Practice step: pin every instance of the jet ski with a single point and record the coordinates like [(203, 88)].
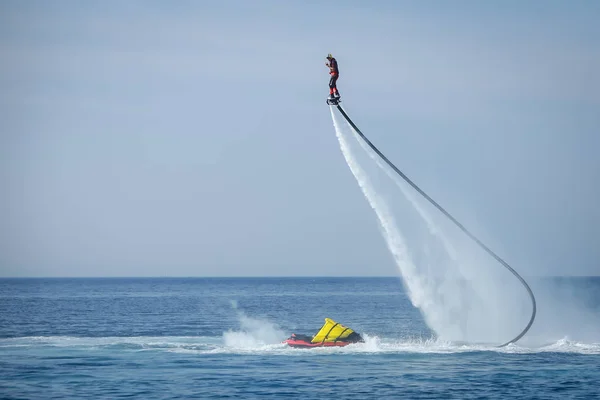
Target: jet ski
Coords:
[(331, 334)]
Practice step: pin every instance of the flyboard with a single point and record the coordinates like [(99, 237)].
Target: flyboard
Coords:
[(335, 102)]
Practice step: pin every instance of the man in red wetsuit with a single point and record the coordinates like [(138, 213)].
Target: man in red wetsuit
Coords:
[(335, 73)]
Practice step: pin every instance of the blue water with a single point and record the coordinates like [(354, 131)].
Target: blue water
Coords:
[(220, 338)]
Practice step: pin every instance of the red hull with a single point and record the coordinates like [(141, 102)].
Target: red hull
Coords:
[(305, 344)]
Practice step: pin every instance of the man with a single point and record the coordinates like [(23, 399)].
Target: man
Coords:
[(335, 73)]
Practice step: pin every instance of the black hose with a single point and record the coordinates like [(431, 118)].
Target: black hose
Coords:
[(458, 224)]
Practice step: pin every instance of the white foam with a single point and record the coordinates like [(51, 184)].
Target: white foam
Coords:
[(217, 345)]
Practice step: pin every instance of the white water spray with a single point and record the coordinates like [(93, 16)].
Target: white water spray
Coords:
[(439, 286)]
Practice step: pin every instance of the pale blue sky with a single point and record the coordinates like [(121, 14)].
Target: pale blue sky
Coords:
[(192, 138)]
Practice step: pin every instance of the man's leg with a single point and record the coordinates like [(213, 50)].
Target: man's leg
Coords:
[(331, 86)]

::::

WORK TO BE COMPLETED: What you return should be all of the material above, exactly, and none of its pictures.

EXERCISE OUTPUT:
Practice step: pin every instance of the jet ski with a single point and record the coordinates like [(203, 88)].
Target: jet ski
Coords:
[(331, 334)]
Practice step: pin every instance of the flyboard with a single point and record the coordinates like [(99, 237)].
Target: flyboard
Coords:
[(335, 102)]
Practice step: pin every instance of the man in red wetsuit with a single point and record the coordinates like [(138, 213)].
Target: man in red wetsuit
Coords:
[(335, 73)]
Practice step: pin every instance of the blue water with a single point and record the coordinates like [(354, 131)].
Target: blue water
Coords:
[(220, 338)]
Practice step: pin every instance of the red hull with a single point and record the coordinates like [(141, 102)].
Target: red hull
Coords:
[(305, 344)]
Practice step: pin every instance of the man with a single point and record the coordinates like [(23, 399)].
Target: man
Coords:
[(335, 73)]
Practice step: pin every instance of the black hose with a single point and record the coordinates like [(431, 118)].
Target: black hose
Coords:
[(458, 224)]
Practice step: pin every instance of the white foam with a single point and record the coordinates like [(51, 184)].
Target: white foam
Coords:
[(217, 345)]
Practice step: pin every instance of the white water spray with a single point and record the coordinates like [(93, 16)].
Target: white water spray
Coords:
[(439, 286)]
Practice step: pin every instance of the pale blue sky with a single point and record the coordinates like [(121, 14)].
Target: pale blue sky
Coords:
[(192, 138)]
Practice step: pin every instance of the man's leg with a single point and record the coordinates like [(213, 50)].
Target: man's leg
Coords:
[(331, 86)]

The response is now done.